- [Work request]
Every line of the records below from the line with "Target: market stall" up to and including the line with "Target: person in dark coat" must be reproduced exactly, and no line outside that range.

(Region pointing data)
——————

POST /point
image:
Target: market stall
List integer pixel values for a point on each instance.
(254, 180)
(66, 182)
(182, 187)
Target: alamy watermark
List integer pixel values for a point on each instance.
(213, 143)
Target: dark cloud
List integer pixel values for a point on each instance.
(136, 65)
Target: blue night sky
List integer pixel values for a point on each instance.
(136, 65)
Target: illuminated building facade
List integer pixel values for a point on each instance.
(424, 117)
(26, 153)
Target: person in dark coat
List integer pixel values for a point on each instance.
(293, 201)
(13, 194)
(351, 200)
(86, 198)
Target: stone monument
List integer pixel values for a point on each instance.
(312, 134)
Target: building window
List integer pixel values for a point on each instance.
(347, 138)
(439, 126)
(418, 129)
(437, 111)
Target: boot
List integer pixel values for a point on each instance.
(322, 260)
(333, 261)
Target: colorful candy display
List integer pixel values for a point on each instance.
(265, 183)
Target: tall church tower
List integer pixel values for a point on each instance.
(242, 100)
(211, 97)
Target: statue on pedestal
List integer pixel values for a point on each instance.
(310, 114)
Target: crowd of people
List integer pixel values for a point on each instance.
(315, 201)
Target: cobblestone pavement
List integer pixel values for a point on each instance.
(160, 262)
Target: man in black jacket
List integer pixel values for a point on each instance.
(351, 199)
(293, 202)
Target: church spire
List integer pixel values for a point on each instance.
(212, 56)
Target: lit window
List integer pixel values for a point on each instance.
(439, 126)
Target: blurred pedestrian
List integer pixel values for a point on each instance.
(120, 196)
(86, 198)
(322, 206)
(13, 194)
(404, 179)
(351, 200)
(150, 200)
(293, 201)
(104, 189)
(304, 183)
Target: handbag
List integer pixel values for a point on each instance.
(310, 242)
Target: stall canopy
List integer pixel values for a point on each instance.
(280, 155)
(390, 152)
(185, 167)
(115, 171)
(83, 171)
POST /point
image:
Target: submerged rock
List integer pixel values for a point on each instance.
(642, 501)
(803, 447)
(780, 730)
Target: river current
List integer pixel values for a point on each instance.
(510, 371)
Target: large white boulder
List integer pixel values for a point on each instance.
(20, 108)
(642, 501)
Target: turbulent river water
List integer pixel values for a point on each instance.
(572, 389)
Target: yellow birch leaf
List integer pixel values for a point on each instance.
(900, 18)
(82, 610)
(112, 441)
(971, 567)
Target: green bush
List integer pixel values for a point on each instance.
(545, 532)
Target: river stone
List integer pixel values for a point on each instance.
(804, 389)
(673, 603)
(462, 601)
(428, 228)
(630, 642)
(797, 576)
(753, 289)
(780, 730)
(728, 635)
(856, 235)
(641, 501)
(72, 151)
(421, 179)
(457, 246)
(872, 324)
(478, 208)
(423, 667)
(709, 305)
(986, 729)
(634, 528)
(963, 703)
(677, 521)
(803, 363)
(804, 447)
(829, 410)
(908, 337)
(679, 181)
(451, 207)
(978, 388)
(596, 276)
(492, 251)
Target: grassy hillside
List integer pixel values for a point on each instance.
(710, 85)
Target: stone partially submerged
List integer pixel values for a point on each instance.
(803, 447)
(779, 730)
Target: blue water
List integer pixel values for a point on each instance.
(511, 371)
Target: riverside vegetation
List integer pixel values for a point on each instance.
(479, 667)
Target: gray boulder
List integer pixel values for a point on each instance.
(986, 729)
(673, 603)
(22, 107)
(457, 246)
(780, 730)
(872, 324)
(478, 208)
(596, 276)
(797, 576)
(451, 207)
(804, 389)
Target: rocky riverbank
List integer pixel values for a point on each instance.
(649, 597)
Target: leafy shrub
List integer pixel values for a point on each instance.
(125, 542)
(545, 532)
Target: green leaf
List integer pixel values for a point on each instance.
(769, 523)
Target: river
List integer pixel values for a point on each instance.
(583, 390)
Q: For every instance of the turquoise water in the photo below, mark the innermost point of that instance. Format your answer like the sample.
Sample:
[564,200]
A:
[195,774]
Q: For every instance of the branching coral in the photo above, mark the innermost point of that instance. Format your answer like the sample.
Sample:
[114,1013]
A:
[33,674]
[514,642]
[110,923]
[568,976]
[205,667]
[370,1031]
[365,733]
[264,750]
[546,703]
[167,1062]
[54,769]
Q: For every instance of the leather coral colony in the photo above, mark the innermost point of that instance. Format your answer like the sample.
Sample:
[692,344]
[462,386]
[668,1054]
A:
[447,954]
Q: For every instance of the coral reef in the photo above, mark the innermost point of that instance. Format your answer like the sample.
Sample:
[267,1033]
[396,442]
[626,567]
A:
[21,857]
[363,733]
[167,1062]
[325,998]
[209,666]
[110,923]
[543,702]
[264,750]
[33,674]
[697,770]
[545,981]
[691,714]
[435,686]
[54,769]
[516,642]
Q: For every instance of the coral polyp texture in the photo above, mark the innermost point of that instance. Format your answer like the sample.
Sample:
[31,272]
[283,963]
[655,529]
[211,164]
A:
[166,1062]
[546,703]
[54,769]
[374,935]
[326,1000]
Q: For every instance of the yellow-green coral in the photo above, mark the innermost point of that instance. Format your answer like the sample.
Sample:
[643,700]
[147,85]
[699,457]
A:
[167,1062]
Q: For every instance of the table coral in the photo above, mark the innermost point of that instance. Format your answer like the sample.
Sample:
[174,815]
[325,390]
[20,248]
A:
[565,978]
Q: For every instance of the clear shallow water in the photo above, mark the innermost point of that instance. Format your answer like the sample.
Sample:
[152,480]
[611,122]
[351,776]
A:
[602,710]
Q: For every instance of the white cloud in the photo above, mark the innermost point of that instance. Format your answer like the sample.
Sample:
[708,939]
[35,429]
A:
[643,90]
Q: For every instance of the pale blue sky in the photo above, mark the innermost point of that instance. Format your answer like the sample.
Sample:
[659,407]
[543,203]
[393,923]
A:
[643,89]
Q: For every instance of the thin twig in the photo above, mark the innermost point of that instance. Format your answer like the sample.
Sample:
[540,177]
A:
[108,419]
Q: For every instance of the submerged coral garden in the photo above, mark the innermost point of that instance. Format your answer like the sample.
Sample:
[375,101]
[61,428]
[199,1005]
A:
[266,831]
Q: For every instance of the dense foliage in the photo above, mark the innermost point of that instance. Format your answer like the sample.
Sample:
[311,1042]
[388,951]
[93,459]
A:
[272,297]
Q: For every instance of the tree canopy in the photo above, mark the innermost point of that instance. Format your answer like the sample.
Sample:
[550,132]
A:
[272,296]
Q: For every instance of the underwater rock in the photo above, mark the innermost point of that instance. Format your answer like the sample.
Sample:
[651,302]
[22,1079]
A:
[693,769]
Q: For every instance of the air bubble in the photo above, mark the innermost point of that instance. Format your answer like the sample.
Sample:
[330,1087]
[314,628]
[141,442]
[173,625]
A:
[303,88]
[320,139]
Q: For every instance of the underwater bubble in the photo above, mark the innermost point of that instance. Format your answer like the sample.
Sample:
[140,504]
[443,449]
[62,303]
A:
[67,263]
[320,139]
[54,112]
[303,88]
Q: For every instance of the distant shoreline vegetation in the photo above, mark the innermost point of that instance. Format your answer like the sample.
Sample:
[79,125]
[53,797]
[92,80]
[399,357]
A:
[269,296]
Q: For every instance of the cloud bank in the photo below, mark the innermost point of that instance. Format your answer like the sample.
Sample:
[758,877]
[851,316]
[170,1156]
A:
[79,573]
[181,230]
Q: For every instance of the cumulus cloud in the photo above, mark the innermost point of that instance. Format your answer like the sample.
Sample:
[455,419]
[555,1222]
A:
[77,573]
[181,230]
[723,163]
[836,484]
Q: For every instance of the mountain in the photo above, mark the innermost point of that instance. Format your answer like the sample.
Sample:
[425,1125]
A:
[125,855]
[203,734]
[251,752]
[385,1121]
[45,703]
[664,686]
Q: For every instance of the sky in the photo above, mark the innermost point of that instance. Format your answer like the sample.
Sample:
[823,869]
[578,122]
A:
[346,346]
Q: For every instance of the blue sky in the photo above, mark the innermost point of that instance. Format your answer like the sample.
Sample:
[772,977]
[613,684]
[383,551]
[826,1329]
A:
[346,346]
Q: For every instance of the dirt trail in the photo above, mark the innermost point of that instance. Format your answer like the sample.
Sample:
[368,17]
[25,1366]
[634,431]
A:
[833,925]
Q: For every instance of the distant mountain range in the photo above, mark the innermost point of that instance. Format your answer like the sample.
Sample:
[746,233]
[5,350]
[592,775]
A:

——————

- [Answer to this exercise]
Target: market stall
List integer pixel values for a point on each instance.
(254, 180)
(66, 182)
(182, 187)
Target: alamy watermark
List integer pixel values for a point on each instance.
(213, 143)
Target: dark cloud
List integer pixel values for a point on each instance.
(136, 65)
Target: blue night sky
List integer pixel values for a point on each instance.
(136, 65)
Target: illuminated building facade
List integer pixel values for a point on each instance.
(424, 117)
(26, 153)
Target: person in dark coat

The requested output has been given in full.